- _EXERCISE_
Could you set out every line of the entries below as a numbered list, leaving out any blank lines?

- _SUPPLIED ENTRIES_
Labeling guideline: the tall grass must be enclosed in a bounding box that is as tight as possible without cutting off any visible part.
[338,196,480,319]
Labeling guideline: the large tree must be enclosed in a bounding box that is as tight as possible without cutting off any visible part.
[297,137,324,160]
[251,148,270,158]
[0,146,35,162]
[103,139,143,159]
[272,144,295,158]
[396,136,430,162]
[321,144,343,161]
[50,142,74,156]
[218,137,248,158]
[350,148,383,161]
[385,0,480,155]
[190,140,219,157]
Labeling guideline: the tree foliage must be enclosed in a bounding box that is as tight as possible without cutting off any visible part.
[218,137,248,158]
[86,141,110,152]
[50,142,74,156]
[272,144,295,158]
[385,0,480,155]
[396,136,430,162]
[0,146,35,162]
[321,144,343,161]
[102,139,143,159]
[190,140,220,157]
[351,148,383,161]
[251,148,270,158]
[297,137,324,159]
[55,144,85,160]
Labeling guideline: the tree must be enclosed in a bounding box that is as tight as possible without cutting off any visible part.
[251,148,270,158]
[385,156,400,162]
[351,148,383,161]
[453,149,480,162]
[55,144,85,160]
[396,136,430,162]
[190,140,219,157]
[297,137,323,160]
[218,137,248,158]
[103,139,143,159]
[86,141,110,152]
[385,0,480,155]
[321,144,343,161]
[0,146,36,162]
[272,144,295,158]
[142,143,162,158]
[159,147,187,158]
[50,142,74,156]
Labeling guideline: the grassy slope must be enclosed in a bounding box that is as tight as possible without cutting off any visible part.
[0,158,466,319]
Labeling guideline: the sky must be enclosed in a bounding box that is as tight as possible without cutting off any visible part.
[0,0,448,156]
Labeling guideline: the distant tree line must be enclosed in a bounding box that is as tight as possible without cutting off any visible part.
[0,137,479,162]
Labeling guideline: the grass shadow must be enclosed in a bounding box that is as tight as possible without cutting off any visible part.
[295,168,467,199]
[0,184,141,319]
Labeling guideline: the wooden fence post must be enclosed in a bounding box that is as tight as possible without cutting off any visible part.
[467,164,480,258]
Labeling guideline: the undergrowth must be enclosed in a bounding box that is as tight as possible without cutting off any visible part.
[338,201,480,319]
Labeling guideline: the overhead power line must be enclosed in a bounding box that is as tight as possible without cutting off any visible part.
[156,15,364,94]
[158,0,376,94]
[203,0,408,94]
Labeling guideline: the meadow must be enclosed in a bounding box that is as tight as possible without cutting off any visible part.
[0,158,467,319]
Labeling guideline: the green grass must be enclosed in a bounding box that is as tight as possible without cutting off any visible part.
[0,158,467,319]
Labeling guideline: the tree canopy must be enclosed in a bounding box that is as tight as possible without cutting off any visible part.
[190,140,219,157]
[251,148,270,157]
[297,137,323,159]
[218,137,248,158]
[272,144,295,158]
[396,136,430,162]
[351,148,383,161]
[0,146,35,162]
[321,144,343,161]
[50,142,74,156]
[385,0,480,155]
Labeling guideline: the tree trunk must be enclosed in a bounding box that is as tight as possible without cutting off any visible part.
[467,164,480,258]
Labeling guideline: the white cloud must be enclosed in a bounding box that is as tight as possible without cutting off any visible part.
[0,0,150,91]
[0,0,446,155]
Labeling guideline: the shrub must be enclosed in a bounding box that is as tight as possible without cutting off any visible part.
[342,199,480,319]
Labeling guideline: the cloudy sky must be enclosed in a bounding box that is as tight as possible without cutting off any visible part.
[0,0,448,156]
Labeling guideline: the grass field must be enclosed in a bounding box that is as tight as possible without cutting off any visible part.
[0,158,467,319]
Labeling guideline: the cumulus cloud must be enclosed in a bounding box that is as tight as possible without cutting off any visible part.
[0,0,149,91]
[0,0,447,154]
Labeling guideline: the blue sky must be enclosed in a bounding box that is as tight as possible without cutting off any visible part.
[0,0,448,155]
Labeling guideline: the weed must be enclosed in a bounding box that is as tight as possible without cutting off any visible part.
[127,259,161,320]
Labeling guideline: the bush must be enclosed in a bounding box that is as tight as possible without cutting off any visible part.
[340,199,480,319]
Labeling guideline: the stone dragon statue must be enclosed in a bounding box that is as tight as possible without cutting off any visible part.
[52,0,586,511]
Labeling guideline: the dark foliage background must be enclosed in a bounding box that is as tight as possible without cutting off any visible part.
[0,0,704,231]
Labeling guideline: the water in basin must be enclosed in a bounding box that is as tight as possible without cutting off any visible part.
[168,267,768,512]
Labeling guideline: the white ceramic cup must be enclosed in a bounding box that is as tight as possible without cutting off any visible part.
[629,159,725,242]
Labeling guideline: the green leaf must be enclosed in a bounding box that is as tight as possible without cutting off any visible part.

- _RESULT OF THIS TASK_
1. Labeling guideline: the tall grass must be enclosed in a bounding box that is as tight as possible without cutting off any visible part.
2. [338,196,480,319]
3. Labeling guideline: the large tree must be enclosed in a bounding box that is as tight as possible without cutting off any visible part.
4. [297,137,324,160]
5. [251,148,270,158]
6. [0,146,35,162]
7. [103,139,143,159]
8. [272,144,295,158]
9. [396,136,430,162]
10. [321,144,343,161]
11. [50,142,74,156]
12. [218,137,248,158]
13. [350,148,383,161]
14. [385,0,480,155]
15. [190,140,219,157]
16. Labeling guideline: the tree foliage must be enclosed in a bounding box that is as tight as possible without cutting off any visible part.
17. [218,137,248,158]
18. [86,141,110,152]
19. [50,142,74,156]
20. [272,144,295,158]
21. [385,0,480,155]
22. [396,136,430,162]
23. [0,146,35,162]
24. [321,144,343,161]
25. [102,139,143,159]
26. [190,140,220,157]
27. [351,148,383,161]
28. [251,148,270,158]
29. [297,137,324,159]
30. [55,144,85,160]
31. Labeling guideline: the tree must be enclosed in a bounding box that is as tight as possible without cutting off any visible part.
32. [251,148,270,158]
33. [385,156,400,162]
34. [351,148,383,161]
35. [453,149,480,162]
36. [55,144,85,160]
37. [396,136,430,162]
38. [190,140,219,157]
39. [297,137,323,160]
40. [218,137,248,158]
41. [103,139,143,159]
42. [86,141,110,152]
43. [385,0,480,155]
44. [321,144,343,161]
45. [0,146,36,162]
46. [272,144,295,158]
47. [142,143,162,158]
48. [159,147,187,158]
49. [50,142,74,156]
50. Labeling guideline: the grassy slope must be enclosed in a bounding box that is as tight as possible without cutting off any visible part.
51. [0,158,466,319]
52. Labeling guideline: the sky must be enclosed in a bounding box that is as tight as possible without cutting off any visible part.
53. [0,0,448,156]
54. Labeling guideline: the distant tree line must be enclosed in a bounding box that is as tight as possible without cutting off any visible part.
55. [0,137,479,162]
56. Labeling guideline: the grass shadow must be enclosed in a bounding box that is as tight as possible without cutting off any visible part.
57. [295,168,467,199]
58. [0,184,141,319]
59. Labeling guideline: the wooden fence post must be enclosed in a bounding box that is as tight as possible without cutting off any visible part.
60. [467,164,480,258]
61. Labeling guideline: the undergrowth must be enclosed in a bounding box that is as tight as possible without cutting off any visible part.
62. [338,201,480,319]
63. Labeling guideline: the overhead power line must be enclosed in a bounding box that is as tight as possible without cutting off any visible part.
64. [156,15,364,94]
65. [158,0,376,94]
66. [203,0,408,94]
67. Labeling guideline: the meadow must be enclosed in a bounding box that is as tight as possible without cutting off any visible part.
68. [0,158,467,319]
69. Labeling guideline: the green grass must be enclosed in a bounding box that is as tight as possible without cutting off any visible part.
70. [0,158,467,319]
71. Labeling guideline: the tree canopy must be enclosed in a bounding box that is as tight as possible without cutting off any visible part.
72. [190,140,219,157]
73. [251,148,270,157]
74. [297,137,323,159]
75. [218,137,248,158]
76. [272,144,295,158]
77. [396,136,430,162]
78. [351,148,383,161]
79. [0,146,35,162]
80. [321,144,343,161]
81. [50,142,74,156]
82. [385,0,480,155]
83. Labeling guideline: the tree trunk must be enclosed in a bounding box that is as tight as possible without cutting off any visible part.
84. [467,164,480,258]
85. Labeling guideline: the white cloud must be enclosed in a bounding box that is as tight as possible without cutting off any visible part.
86. [0,0,150,91]
87. [0,0,446,155]
88. Labeling guideline: the shrub must be enclosed in a bounding box that is as tight as possible without cutting off any visible part.
89. [342,199,480,319]
90. Labeling guideline: the cloudy sky must be enclosed in a bounding box that is as tight as possible without cutting off any visible part.
91. [0,0,448,156]
92. Labeling guideline: the grass field must be enclosed in a bounding box that is as tight as possible without cutting off any visible part.
93. [0,158,467,319]
94. Labeling guideline: the cumulus cloud must be enclosed in a bounding box that is as tight as possible without cutting off any visible part.
95. [0,0,149,91]
96. [0,0,447,154]
97. Labeling guideline: the blue sky must be enclosed in a bounding box that is as tight as possible without cutting off any visible part.
98. [0,0,448,155]
99. Labeling guideline: the weed must be enclosed in a bounding box that is as tight as possible without cutting off any visible part.
100. [127,259,161,320]
101. Labeling guideline: the bush must be enclosed in a bounding box that is as tight as possible without cutting off any visible part.
102. [340,199,480,319]
103. Labeling guideline: the stone dragon statue must be enclosed in a bounding box that is as tight as possible without cutting off any visible part.
104. [52,0,586,511]
105. Labeling guideline: the dark foliage background must be enclosed in a bounding box that is as tight as possible without cutting off any visible part.
106. [0,0,704,231]
107. Labeling guideline: the water in basin must be enclosed in a bounding box that is as tight as possible without cutting off any visible part.
108. [168,267,768,512]
109. Labeling guideline: the white ceramic cup must be enclosed in a bounding box that is as tight as possible without cutting off any visible part.
110. [629,159,725,242]
111. Labeling guideline: the green leaf must be enclosed in a bounding box that is as tight as possible without cutting off any visible part.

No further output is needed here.